--- Given exercise a ---
Translate this sentence from the press release on repealing the Fair Wages Act into French: "Merit president Terrance Oakey called the government’s action a good one for Canada’s construction industry in general and the open-shop sector in particular."

--- Quoted passage ---
==================================================

Last updated on April 18, 2014 at 9:36 EDT

Federal Government Acts to Repeal Outdated Federally Regulated Wages

April 26, 2012

A positive move for Canadian construction workers

OTTAWA, April 26, 2012 /PRNewswire/ – Merit Canada, the voice of Canada’s open
shop construction associations, today praised the federal government
for finally including the repeal of the Fair Wages and Hours of Labour
Act, known commonly as the Fair Wages Act in the Budget Implementation
Act.  Merit president Terrance Oakey called the government’s action a
good one for Canada’s construction industry in general and the
open-shop sector in particular.

“Merit Canada is pleased the Government is committed to reducing red
tape for the construction sector, especially for small businesses,”
said Oakey.  “The measures announced today will increase the ability of
small and medium size open shop construction companies to efficiently
perform work on federal construction projects and we call on Members of
Parliament from all parties to ensure the budget implementation act is
passed without delay.”

==================================================

--- Recorded data ---
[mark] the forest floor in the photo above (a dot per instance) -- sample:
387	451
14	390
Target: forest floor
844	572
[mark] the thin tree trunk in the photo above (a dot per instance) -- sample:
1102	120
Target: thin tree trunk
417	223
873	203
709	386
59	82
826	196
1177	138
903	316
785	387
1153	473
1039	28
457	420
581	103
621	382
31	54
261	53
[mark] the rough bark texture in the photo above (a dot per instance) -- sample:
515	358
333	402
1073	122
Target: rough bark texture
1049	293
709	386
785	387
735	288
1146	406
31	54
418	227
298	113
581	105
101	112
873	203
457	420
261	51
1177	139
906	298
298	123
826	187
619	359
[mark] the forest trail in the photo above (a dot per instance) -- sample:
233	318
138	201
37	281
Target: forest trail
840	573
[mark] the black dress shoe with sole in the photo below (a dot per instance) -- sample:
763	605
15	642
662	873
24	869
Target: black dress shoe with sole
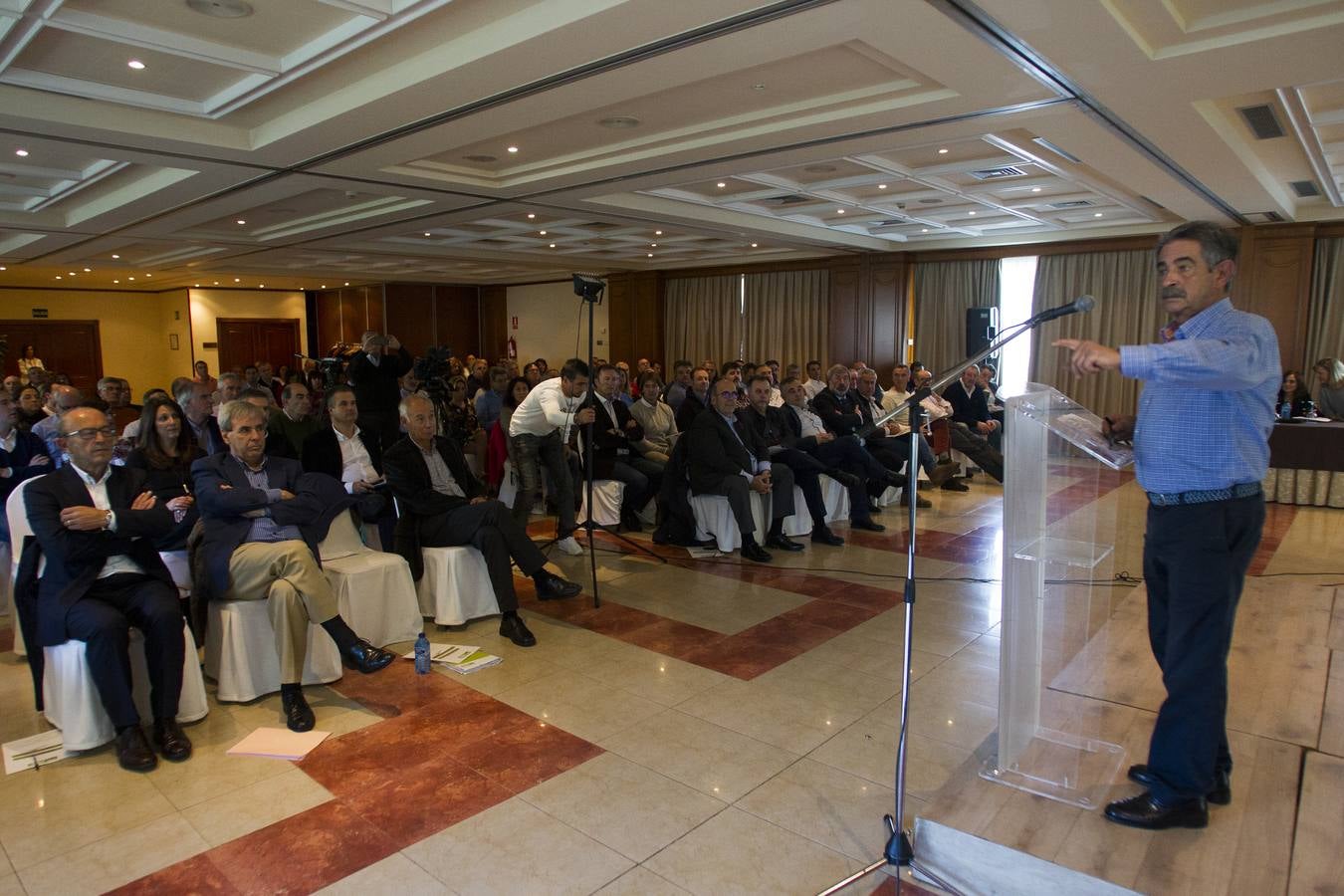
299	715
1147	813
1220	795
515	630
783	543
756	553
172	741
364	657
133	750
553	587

==================================================

--- Given exercise b ---
Show every line of the records that contains the word "sample".

--- Problem solution a ---
Le président de Merit, Terrance Oakey, a qualifié l'initiative du gouvernement de bonne pour l'industrie de la construction du Canada en général et pour le secteur des entreprises à atelier ouvert en particulier.

--- Problem solution b ---
[mark] the forest floor in the photo above (a dot per instance) -- sample:
[mark] the thin tree trunk in the photo above (a dot per instance) -- sample:
[mark] the rough bark texture in the photo above (a dot per instance) -- sample:
[mark] the forest trail in the photo above (a dot per instance) -- sample:
[mark] the black dress shoe with sole in the photo below (a dot per instance) -- sample:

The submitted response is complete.